EXTRACT:
= Beginning of Section =
Of course, it’s easy to trick yourself and find justifications, he says, and sometimes that goes against your genuine self. Finding your true intention is, therefore, “a striving for improvement and attunement in your life and understanding that this is perhaps your only chance to play your cards”.
It’s worth playing your cards right if you can, affirms Zukav: “Using your creative power without knowing your intention is like driving a car with the windshield painted black. You travel, but you do not know where. You expect to arrive at a destination, but when you get out of the car (or the car crashes into something), you discover that where you thought you were going and where you went are different.”
Living by the pearl principle
If your windshield is painted black, it’s time to wipe it clean. For that matter, it’s also time to peel off your mask because, as novelist André Berthiaume writes, “We all wear masks, and the time comes when we cannot remove them without removing some of our own skin.”
Peeling off your outer skin and revealing yourself as you truly are inevitably leaves you raw, exposed and vulnerable. Why would you do that? Because embracing authenticity and vulnerability brings connection. As social researcher Brené Brown found, authentic people, for the sake of authenticity, embrace vulnerability. They’re willing to say “I love you” first and to do something without guarantees.
If, on the other hand, you choose to remain safe, to hide behind your mask, you inevitably distance yourself from others. “It’s a presented self,” says Candusso. “So, for instance, if you’re not truthful to somebody because you want to be nice and likeable, even when you don’t agree with them, they might like you but you will never know if they like you because of who you are or because of what you just did.”
When you let other people know you better, they can be valuable sources of self-awareness. That’s because your relationships with others always reflects who you are. And often it’s the difficult ones that can give you the most telling insights. This is what Das calls the “pearl principle”.
“Think about the intensity of some of your most intimate relationships,” Das says. “Frequently, even if you can fool yourself, a friend or partner will see through you, reflecting your foibles and failings like a clear mirror. What is important is seeing yourself and recognising your intrinsic nature, not worshipping the mirror.
= End of Section =
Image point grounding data
= Beginning of Section =
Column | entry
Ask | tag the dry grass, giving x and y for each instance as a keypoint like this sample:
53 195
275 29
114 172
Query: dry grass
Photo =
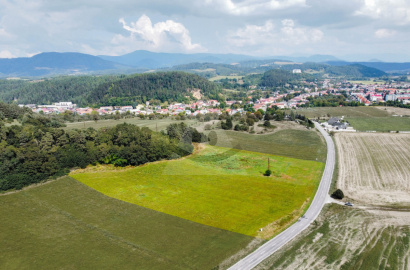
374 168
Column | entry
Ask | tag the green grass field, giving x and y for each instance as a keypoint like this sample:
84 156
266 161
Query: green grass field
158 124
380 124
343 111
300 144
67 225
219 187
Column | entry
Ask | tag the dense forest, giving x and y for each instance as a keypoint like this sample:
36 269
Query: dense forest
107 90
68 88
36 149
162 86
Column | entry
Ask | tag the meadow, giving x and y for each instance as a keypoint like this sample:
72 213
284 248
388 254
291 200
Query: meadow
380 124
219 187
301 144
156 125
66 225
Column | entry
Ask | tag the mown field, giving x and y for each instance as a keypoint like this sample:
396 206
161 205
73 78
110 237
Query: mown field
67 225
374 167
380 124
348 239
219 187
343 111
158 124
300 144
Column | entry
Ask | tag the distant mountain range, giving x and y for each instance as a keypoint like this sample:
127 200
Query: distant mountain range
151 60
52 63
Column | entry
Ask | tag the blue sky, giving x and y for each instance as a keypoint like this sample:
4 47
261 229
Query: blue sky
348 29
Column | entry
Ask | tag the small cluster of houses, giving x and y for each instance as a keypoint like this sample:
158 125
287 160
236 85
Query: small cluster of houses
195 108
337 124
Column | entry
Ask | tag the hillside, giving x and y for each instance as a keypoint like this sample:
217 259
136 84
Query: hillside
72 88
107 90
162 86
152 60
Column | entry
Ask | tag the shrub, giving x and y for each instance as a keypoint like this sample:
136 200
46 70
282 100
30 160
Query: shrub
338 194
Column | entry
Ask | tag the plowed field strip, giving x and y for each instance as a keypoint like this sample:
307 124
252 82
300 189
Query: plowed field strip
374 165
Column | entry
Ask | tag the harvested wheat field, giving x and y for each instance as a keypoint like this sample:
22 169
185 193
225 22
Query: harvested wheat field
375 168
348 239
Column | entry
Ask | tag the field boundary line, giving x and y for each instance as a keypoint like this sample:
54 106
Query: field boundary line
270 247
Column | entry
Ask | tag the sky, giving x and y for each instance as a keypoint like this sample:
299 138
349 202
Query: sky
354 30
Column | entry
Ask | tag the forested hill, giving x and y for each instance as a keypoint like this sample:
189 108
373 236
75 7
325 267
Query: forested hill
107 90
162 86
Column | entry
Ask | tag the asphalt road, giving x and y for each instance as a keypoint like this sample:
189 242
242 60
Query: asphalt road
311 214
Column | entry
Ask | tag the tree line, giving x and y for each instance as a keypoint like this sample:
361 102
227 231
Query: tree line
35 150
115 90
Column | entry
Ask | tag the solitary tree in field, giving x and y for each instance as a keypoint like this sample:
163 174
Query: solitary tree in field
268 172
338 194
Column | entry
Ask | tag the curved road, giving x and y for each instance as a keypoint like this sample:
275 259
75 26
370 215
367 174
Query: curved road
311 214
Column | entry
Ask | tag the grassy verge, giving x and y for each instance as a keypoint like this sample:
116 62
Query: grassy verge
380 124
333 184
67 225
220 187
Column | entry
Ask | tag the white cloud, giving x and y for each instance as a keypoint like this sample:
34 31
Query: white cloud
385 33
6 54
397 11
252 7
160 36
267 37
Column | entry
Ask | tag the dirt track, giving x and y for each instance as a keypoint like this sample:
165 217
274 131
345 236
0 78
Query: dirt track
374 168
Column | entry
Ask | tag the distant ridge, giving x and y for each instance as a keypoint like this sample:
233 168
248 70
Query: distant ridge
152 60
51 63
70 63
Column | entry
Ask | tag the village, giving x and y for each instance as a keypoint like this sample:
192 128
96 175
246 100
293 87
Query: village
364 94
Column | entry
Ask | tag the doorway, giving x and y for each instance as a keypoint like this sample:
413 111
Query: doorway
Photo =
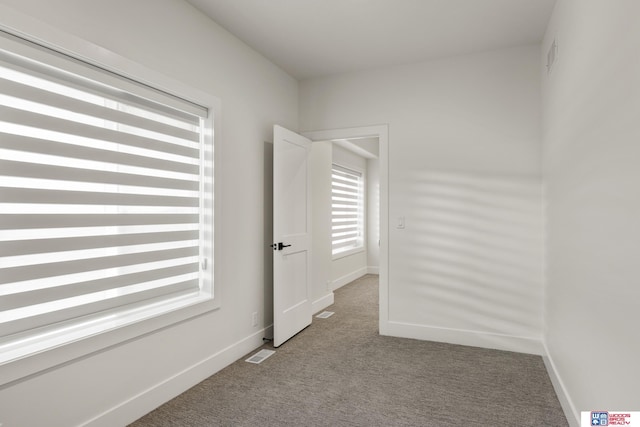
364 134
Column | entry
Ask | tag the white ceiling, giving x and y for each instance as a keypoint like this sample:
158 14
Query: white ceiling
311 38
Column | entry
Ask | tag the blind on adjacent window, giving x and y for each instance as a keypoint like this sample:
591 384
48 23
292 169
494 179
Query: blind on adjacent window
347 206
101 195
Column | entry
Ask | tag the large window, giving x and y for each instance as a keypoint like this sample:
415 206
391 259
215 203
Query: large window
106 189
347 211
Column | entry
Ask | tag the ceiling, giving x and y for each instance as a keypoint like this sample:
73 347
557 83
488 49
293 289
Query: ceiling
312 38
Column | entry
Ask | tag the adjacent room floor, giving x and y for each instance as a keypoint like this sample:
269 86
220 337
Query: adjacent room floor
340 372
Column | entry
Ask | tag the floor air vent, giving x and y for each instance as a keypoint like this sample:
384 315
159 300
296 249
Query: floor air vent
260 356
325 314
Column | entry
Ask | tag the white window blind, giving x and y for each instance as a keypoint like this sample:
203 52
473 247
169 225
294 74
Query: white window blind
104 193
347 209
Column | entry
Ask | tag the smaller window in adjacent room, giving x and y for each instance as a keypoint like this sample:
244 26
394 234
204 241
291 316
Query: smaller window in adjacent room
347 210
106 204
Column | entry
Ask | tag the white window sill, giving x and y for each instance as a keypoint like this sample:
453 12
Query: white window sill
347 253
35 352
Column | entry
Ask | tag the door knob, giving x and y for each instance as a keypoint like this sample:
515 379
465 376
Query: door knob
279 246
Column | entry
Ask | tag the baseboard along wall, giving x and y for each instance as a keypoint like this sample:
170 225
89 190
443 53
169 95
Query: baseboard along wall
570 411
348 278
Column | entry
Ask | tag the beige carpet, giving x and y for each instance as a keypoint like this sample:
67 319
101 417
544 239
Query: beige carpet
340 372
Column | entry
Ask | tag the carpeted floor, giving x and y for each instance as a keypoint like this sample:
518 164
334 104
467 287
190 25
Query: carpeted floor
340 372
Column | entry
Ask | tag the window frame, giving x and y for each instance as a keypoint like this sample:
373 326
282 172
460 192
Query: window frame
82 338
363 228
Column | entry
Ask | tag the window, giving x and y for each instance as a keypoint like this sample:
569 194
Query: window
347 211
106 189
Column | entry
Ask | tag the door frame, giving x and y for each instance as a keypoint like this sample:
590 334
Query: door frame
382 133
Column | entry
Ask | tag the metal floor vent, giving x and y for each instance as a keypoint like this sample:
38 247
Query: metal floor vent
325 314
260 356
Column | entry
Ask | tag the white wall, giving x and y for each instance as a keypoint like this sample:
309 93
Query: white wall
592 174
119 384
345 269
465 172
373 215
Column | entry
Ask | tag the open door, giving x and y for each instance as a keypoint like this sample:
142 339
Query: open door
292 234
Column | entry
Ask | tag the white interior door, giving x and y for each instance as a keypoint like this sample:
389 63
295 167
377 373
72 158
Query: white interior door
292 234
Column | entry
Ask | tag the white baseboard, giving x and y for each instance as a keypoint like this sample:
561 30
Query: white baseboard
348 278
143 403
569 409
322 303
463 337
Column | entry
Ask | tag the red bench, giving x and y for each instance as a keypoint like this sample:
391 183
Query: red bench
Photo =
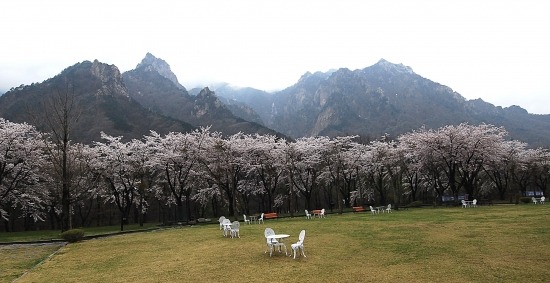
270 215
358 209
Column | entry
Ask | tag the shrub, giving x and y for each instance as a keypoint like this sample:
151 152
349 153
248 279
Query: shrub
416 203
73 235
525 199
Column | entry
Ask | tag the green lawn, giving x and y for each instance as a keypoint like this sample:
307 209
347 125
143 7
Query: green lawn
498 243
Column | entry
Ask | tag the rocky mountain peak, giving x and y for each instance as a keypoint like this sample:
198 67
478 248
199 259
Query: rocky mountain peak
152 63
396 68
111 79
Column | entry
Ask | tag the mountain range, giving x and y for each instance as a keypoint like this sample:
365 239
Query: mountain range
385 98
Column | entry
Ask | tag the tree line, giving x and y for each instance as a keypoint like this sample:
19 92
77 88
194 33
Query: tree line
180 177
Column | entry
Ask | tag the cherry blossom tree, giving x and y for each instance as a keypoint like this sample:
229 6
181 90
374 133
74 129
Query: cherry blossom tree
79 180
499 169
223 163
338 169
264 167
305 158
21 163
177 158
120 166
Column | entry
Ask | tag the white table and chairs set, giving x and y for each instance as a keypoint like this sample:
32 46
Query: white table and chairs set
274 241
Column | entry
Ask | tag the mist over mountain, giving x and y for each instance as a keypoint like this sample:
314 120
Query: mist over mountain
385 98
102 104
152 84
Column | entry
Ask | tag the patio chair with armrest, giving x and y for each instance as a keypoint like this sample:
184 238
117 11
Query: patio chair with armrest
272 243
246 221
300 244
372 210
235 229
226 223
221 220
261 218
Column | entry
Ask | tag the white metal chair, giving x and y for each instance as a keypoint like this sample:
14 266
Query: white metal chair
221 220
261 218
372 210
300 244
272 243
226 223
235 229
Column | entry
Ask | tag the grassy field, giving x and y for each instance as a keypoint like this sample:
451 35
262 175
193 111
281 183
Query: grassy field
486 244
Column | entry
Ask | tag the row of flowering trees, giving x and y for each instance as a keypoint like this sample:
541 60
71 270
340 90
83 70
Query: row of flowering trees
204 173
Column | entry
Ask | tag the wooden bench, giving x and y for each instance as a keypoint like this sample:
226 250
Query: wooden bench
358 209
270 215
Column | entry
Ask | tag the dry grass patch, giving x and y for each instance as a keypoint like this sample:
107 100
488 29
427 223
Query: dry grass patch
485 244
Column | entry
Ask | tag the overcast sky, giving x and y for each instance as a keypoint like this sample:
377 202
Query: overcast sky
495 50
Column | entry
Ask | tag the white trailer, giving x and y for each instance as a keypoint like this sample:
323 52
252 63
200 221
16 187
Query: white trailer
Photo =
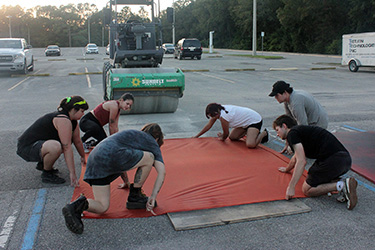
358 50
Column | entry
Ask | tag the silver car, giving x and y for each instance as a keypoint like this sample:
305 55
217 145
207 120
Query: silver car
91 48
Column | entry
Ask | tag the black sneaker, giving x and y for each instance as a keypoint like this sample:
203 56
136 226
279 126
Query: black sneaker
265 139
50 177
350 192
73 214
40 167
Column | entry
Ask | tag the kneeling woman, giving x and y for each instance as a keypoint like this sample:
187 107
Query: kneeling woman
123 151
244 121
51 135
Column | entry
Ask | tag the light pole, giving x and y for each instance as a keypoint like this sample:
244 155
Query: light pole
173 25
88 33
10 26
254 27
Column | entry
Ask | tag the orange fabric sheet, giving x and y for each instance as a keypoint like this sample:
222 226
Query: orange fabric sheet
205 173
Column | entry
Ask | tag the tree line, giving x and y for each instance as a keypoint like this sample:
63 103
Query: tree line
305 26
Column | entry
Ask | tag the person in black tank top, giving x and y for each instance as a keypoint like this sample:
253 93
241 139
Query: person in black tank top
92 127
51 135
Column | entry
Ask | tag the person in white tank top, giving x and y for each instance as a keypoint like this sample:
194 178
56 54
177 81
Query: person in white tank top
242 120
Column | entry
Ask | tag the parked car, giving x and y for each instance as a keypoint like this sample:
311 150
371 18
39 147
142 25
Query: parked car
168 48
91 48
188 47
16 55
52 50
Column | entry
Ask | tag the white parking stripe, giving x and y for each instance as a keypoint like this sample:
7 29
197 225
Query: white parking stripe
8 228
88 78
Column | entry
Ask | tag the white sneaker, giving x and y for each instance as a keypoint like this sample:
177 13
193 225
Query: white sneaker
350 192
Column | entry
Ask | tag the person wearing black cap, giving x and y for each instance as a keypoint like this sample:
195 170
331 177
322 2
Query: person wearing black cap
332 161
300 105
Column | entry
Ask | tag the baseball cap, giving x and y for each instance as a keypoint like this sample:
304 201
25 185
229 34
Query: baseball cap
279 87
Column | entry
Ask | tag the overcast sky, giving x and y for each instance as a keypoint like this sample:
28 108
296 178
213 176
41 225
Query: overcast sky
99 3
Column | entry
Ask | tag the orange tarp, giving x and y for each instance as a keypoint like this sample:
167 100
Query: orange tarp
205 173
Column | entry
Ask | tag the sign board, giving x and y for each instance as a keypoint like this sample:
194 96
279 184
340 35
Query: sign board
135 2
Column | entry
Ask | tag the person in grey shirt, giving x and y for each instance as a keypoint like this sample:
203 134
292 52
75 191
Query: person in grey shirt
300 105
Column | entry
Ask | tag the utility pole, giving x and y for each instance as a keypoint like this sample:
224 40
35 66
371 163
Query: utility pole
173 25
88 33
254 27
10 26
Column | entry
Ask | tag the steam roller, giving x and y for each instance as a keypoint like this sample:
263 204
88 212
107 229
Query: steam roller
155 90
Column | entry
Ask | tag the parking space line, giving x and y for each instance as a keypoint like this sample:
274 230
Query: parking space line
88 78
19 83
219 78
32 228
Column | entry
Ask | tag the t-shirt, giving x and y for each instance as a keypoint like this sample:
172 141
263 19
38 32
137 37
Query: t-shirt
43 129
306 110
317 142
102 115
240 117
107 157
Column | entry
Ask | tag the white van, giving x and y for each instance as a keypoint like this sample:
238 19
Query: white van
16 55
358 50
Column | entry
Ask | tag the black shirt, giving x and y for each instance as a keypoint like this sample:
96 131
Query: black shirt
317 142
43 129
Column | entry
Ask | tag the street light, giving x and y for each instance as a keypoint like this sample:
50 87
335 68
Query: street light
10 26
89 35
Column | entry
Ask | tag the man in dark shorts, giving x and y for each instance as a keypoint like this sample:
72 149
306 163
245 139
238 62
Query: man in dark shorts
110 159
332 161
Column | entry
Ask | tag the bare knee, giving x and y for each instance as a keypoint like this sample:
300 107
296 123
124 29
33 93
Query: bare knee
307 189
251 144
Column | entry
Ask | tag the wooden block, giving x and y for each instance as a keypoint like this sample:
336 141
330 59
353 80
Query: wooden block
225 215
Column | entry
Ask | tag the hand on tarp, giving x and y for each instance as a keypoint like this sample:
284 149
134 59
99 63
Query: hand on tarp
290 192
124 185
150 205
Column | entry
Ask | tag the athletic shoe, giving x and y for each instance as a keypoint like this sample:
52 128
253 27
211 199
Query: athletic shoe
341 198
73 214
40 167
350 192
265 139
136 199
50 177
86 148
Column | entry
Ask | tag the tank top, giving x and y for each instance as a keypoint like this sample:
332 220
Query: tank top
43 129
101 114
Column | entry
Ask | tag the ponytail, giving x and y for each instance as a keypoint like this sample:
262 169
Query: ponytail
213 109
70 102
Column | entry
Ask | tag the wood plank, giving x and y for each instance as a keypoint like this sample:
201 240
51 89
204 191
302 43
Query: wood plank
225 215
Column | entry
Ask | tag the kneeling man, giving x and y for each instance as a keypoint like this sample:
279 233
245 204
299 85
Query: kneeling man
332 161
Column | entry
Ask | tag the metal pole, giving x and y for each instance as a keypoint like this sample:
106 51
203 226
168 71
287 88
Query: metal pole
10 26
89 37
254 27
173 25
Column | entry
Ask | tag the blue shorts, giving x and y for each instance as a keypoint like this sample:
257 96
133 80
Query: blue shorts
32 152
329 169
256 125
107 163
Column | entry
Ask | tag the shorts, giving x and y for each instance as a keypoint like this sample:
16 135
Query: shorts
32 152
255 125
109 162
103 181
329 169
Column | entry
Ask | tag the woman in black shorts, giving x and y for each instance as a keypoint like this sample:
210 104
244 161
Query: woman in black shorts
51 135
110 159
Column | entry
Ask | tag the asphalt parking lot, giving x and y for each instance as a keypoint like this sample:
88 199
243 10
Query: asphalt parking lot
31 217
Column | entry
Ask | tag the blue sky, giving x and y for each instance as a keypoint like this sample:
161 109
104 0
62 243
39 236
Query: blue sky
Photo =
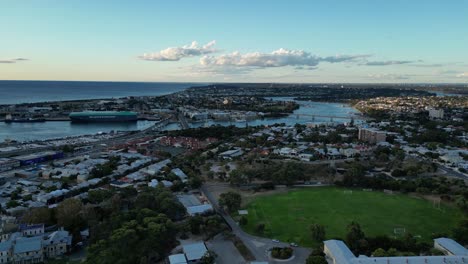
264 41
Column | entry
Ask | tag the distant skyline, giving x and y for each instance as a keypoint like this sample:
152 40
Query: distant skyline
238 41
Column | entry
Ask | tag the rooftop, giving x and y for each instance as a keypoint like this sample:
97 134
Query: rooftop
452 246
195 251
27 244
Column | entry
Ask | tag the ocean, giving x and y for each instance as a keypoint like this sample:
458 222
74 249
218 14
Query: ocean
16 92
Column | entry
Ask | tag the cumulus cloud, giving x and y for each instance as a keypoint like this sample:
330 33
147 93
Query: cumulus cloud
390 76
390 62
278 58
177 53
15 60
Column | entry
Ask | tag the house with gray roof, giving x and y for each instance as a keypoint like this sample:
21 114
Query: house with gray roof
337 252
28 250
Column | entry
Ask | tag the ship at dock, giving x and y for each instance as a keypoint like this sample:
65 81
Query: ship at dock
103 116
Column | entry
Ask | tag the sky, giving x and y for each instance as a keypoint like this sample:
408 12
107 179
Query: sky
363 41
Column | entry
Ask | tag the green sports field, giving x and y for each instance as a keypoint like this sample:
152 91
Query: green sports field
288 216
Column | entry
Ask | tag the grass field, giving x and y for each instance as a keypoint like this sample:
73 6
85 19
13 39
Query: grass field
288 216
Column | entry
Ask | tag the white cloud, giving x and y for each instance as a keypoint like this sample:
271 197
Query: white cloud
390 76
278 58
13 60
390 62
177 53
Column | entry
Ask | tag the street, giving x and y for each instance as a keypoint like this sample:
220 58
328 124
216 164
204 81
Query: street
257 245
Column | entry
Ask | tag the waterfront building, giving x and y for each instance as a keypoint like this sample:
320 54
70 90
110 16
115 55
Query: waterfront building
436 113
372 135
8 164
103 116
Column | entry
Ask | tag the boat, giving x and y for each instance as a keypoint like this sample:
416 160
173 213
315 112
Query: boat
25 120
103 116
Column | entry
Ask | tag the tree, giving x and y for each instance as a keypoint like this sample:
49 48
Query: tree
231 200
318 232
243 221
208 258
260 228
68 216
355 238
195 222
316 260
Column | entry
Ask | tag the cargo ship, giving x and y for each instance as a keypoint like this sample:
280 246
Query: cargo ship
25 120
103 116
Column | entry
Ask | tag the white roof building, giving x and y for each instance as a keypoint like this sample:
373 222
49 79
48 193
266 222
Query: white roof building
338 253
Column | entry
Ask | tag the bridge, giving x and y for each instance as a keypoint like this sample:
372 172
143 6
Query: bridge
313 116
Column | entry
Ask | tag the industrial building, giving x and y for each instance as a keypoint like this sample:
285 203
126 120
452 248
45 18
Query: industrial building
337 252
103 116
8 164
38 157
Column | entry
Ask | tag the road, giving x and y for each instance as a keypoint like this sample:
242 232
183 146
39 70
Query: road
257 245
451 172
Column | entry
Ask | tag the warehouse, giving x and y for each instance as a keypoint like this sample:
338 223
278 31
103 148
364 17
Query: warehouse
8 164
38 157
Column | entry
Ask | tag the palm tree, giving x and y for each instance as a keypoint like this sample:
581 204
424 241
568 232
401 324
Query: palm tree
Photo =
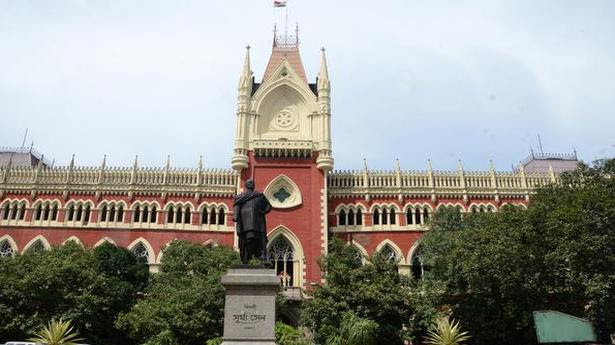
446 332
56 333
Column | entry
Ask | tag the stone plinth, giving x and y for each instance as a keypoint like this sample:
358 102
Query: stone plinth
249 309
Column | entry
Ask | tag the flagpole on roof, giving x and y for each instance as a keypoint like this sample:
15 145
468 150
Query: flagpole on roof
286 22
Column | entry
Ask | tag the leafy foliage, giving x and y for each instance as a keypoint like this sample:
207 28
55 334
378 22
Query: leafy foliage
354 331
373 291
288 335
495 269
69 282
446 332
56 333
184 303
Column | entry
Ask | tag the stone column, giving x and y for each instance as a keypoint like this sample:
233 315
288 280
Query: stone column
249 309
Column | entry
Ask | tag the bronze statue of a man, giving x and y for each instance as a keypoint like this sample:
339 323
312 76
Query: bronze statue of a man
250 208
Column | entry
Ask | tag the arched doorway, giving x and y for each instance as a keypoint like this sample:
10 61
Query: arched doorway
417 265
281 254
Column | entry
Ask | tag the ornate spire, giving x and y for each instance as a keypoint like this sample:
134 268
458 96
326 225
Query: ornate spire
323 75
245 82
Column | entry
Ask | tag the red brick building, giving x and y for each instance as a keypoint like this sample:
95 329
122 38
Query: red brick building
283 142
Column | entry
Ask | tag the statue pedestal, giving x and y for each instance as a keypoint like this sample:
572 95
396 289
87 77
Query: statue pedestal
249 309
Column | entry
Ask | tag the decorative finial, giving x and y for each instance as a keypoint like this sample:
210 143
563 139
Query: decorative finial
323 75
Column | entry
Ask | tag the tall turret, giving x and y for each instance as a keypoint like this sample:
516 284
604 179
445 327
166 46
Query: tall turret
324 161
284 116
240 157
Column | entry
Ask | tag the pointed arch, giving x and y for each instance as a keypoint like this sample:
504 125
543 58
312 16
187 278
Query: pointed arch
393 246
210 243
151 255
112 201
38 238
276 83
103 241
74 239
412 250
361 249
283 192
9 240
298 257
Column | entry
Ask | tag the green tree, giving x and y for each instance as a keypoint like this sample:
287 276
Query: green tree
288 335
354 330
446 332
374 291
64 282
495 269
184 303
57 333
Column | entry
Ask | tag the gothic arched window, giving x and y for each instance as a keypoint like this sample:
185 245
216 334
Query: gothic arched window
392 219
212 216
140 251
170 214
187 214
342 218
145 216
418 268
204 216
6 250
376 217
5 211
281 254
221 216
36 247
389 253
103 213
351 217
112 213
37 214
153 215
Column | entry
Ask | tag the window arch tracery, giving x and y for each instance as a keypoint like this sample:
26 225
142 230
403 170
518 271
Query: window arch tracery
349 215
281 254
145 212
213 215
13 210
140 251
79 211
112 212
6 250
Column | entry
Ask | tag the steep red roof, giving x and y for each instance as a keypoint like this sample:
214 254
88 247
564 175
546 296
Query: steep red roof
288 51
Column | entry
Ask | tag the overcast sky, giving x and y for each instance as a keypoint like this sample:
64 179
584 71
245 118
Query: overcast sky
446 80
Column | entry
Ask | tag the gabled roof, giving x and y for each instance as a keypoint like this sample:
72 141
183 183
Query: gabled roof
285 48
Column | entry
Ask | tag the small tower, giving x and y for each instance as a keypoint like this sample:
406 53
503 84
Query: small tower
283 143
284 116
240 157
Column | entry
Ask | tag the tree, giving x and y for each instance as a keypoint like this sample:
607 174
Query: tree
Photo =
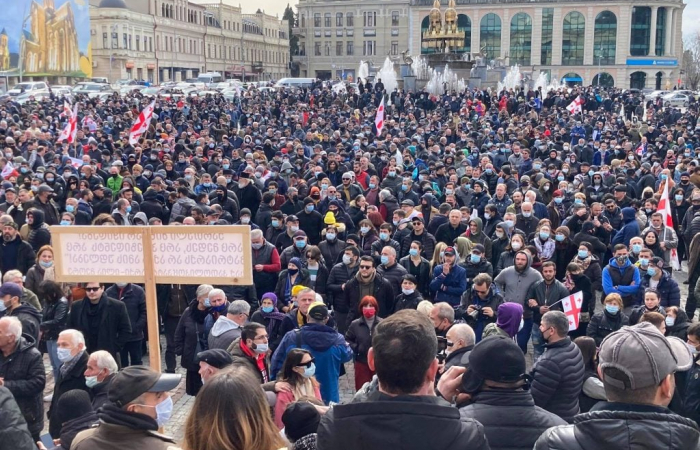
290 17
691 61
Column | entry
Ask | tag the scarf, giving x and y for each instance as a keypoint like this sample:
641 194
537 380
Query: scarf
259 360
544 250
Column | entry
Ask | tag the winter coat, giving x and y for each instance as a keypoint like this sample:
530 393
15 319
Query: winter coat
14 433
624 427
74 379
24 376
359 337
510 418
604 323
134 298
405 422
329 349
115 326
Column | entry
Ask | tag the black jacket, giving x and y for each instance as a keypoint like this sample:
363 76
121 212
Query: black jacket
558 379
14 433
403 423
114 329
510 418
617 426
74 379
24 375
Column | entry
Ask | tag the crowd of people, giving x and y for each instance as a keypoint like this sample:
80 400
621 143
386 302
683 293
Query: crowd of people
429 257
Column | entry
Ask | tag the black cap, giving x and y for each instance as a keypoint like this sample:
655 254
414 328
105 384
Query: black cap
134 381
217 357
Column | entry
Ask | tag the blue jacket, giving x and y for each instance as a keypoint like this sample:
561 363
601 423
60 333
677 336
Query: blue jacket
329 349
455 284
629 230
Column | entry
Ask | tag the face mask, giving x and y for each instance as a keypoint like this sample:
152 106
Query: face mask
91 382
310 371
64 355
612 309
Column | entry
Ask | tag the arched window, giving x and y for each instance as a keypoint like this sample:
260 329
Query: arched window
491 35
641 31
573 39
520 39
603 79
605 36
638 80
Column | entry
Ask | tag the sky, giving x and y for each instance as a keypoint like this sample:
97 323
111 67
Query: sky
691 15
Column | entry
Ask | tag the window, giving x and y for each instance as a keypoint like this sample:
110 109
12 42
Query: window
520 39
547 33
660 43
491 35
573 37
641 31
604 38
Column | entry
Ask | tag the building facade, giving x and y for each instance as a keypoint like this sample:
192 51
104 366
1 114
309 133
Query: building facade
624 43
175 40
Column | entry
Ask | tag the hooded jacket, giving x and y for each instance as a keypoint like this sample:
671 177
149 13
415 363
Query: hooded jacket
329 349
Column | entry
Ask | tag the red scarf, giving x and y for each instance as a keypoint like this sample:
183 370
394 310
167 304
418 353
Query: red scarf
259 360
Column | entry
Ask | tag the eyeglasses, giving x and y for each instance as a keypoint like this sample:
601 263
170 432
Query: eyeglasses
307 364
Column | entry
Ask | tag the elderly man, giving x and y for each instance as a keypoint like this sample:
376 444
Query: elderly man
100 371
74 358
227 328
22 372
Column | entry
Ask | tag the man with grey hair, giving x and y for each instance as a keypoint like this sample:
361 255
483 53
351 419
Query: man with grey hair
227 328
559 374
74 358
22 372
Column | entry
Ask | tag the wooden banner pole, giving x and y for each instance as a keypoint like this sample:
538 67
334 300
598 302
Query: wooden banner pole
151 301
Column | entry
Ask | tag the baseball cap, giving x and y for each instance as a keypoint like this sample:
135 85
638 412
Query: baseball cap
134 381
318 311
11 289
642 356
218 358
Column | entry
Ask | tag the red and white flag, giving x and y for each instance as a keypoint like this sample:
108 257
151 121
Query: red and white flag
= End of Section =
WORK REQUEST:
In the text on authenticity, what does Zukav compare using your creative power without knowing your intention to?

ANSWER SPACE:
Driving a car with the windshield painted black.